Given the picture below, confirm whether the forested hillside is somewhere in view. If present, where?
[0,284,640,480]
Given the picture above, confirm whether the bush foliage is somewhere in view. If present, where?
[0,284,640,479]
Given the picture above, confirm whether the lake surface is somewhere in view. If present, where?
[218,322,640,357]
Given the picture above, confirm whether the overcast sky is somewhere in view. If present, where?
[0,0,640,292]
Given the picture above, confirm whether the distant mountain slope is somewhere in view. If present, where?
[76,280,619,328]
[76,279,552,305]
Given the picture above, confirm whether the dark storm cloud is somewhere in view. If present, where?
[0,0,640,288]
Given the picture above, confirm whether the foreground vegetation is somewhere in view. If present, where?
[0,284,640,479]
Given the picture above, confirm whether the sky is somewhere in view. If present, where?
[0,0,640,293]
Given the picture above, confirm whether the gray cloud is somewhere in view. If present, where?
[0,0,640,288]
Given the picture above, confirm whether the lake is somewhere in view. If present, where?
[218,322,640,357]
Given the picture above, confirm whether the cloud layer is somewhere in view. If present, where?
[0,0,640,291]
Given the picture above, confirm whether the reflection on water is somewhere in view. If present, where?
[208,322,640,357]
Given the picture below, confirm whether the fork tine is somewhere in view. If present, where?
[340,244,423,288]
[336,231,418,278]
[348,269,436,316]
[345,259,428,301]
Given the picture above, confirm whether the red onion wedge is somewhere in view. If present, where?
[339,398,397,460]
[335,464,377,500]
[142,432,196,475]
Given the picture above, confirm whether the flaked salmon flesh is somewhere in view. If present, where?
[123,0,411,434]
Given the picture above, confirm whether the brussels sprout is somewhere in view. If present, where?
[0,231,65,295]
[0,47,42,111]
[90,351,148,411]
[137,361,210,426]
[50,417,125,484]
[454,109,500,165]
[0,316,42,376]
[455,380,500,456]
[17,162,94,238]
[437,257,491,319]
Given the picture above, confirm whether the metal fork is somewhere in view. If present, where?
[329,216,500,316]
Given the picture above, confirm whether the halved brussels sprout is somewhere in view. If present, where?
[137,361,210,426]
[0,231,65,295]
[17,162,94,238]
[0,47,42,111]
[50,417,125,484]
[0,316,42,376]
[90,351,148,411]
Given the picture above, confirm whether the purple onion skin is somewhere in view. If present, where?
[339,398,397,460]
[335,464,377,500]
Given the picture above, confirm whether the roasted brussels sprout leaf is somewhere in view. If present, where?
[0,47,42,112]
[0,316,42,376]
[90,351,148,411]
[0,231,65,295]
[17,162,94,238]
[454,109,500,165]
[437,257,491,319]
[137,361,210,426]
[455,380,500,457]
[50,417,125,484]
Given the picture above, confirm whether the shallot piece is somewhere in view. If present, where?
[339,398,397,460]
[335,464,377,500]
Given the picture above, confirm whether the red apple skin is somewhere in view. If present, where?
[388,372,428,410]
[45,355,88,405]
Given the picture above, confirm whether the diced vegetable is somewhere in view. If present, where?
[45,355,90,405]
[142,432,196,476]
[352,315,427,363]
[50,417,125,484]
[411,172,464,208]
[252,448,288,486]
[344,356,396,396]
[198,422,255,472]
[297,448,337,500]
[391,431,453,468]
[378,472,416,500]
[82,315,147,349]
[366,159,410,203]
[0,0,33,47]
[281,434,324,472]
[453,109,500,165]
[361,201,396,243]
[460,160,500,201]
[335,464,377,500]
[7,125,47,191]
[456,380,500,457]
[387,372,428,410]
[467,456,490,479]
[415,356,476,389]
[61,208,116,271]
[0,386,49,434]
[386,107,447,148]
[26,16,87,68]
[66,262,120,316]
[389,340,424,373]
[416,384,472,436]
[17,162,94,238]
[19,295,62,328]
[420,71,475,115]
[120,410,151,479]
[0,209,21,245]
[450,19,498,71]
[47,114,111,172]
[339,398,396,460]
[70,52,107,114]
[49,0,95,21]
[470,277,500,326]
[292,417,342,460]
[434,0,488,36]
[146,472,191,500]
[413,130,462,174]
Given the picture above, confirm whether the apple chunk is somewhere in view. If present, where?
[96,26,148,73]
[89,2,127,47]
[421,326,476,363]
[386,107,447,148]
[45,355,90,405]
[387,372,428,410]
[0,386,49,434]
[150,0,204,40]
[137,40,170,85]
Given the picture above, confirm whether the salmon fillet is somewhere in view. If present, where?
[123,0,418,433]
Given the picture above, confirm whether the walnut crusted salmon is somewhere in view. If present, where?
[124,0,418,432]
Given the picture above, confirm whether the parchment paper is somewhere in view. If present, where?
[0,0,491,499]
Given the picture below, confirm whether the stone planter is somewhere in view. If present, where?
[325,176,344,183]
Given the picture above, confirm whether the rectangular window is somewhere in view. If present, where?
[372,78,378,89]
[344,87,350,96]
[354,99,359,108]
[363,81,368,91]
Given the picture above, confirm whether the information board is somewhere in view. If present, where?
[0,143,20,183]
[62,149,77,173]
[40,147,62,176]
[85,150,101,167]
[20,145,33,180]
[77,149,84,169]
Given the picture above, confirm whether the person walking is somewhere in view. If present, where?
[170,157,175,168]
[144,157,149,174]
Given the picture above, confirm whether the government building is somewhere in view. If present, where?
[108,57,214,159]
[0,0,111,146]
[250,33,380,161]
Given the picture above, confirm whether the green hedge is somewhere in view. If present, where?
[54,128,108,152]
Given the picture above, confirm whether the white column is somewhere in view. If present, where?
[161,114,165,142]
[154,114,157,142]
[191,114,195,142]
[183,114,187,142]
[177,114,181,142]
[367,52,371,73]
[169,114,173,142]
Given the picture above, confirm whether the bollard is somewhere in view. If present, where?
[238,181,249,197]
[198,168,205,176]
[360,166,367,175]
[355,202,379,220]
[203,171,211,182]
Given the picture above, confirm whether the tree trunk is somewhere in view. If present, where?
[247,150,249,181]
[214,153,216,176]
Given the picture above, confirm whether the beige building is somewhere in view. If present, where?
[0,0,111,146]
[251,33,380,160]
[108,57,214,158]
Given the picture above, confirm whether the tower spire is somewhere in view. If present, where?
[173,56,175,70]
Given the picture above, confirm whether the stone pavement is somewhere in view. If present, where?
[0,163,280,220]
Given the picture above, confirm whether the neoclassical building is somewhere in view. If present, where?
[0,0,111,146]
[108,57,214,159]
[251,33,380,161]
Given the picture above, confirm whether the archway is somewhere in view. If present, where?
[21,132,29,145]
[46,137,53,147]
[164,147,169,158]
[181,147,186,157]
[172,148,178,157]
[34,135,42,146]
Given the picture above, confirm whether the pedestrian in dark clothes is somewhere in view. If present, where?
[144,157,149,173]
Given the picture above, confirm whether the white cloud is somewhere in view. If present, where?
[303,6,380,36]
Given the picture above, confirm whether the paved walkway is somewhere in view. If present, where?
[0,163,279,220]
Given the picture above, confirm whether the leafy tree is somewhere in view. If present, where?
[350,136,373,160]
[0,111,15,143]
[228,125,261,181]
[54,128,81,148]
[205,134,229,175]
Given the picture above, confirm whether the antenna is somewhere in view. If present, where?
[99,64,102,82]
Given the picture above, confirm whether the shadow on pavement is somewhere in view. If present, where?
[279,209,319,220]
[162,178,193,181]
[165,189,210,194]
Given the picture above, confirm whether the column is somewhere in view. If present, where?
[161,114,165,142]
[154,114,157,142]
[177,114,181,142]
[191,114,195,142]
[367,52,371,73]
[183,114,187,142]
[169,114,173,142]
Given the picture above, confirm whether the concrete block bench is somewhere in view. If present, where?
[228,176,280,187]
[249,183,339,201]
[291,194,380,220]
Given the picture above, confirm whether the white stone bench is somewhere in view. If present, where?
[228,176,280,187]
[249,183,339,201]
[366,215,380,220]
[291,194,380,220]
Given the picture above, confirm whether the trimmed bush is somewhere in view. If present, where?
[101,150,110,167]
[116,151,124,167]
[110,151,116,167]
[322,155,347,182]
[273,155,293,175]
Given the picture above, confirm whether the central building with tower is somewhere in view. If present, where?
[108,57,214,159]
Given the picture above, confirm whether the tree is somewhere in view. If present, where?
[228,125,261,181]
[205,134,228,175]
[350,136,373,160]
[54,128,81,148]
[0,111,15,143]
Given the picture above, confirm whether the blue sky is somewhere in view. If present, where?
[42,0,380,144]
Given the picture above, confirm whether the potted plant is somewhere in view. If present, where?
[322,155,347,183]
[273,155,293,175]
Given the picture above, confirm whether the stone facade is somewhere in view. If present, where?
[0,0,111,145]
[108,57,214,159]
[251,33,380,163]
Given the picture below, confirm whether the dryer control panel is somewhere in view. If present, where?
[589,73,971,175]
+++
■ Directions
Render the items from the start through the line containing "[142,432,196,475]", inclusive, as a two-column CSV with the header row text,answer. Give one row per item, with its text and its answer each in a single quoted field and line breaks replaced by spaces.

■ The answer
text,answer
"Given the picture below, confirm whether the forested hillside is somewhere in view. If present, where?","[0,284,640,480]"
"Given the picture above, confirm whether the bush foliage is somewhere in view. If present, where?","[0,284,640,479]"
"Given the picture above, confirm whether the lake surface is somewhere in view. If present, where?","[218,322,640,357]"
"Given the picture above, confirm whether the overcast sky is somewhere in view. If present, where?","[0,0,640,292]"
"Given the picture above, confirm whether the distant mountain slope is somewhere in view. If present, where?","[76,280,619,328] [76,279,552,305]"
"Given the picture above, confirm whether the dark storm cloud is somewhere in view. If present, where?","[0,0,640,288]"
"Given the picture above, confirm whether the foreground vegetation is somewhere in view. If present, where?","[0,284,640,479]"
"Given the picture above, confirm whether the sky is somewhere in view. If present, where?","[0,0,640,293]"
"Given the picture above, confirm whether the gray cloud is somewhere in view. If present, where?","[0,0,640,288]"
"Given the picture above, confirm whether the lake is somewhere in view. If present, where?","[218,322,640,357]"
"Given the picture above, confirm whether the cloud layer is somewhere in view. If present, where?","[0,0,640,291]"
"Given the picture above, confirm whether the reflection on water is somewhere in view. If present, where?","[208,322,640,357]"
"Given the picture below, confirm whether the fork tine is somewhere in view. If present, where?","[340,244,423,288] [336,231,418,278] [348,269,436,316] [345,259,428,301]"
"Given the picture above, confirm whether the red onion wedge is somewhere in view. If present, where?","[339,398,397,460] [335,464,377,500] [142,432,196,475]"